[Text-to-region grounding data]
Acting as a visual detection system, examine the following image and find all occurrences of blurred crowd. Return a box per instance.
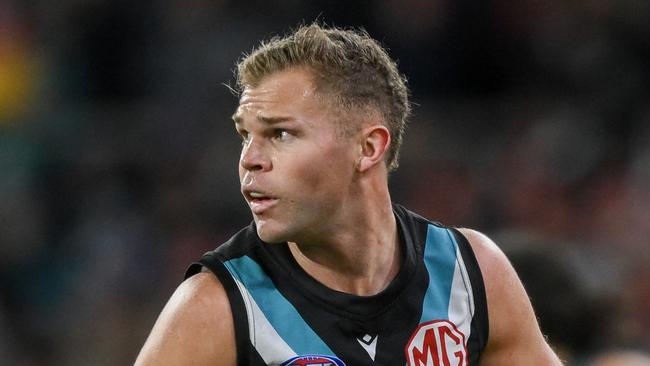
[0,0,648,365]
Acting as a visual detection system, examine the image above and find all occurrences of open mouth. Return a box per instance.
[245,191,278,214]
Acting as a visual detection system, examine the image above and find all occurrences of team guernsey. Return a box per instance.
[185,204,488,365]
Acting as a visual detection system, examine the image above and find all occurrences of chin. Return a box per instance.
[255,213,314,244]
[255,221,289,244]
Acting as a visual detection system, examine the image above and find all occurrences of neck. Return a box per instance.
[288,176,400,296]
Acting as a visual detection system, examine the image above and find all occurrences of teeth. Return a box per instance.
[250,191,266,198]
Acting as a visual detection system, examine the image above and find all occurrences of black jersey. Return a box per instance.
[186,204,488,365]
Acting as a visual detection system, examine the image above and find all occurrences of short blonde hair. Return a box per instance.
[236,23,411,172]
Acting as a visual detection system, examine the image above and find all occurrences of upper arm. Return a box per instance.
[134,272,236,366]
[459,228,562,365]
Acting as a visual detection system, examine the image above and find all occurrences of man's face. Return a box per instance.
[232,68,358,243]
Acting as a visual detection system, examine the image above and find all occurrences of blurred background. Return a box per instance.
[1,0,649,365]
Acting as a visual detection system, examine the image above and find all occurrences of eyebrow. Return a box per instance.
[232,114,295,126]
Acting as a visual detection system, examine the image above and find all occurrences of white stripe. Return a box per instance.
[447,246,475,345]
[231,277,297,365]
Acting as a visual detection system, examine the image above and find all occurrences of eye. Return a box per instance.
[238,130,250,146]
[272,129,292,141]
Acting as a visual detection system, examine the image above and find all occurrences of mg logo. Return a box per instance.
[405,320,467,366]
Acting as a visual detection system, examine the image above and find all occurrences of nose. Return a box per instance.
[239,138,271,172]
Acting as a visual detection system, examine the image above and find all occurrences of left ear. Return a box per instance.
[356,125,391,172]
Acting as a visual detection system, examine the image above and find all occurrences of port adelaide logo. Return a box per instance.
[280,354,346,366]
[405,320,467,366]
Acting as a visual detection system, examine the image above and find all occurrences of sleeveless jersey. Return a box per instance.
[185,204,488,365]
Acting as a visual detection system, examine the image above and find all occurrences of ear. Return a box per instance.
[356,125,391,172]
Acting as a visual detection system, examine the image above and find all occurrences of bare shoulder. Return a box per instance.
[458,228,562,365]
[134,272,236,366]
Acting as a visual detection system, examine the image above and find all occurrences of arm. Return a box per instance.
[459,228,563,365]
[134,272,236,366]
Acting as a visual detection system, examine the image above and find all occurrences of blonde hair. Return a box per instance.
[236,23,411,172]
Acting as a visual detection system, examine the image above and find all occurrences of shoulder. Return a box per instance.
[135,272,236,366]
[458,228,534,308]
[457,228,563,365]
[457,229,512,286]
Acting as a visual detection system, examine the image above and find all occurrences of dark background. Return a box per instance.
[1,1,649,364]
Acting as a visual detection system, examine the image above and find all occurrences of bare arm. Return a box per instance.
[459,228,563,365]
[134,272,236,366]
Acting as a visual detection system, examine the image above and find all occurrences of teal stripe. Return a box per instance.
[224,256,334,355]
[419,225,458,322]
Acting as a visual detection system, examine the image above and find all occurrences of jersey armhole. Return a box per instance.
[450,228,490,359]
[185,253,250,365]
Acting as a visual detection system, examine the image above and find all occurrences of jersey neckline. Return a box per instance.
[259,204,421,320]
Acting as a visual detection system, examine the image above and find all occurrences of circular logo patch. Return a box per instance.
[280,354,346,366]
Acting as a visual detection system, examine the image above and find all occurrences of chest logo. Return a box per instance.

» **Task goal**:
Up to and including the final line of the data above, please copy every line exactly, starting from the one that contains "armhole. Return a box per instance.".

» **Your response**:
Acting as a visual detection system, examine the image above and find all occurrences of jersey armhole. Return a box per instance.
[450,228,490,359]
[185,253,250,365]
Acting as a visual detection system, examine the image above and find all occurrences of jersey neckline. Return a box per instance.
[259,204,421,320]
Acting as a visual detection system, examine the image above and find all occurrences of circular logo patch. Return a box per instance.
[280,354,346,366]
Acting as a visual detection system, examine the image above and find all occurrences of chest logo. Return a box per instance.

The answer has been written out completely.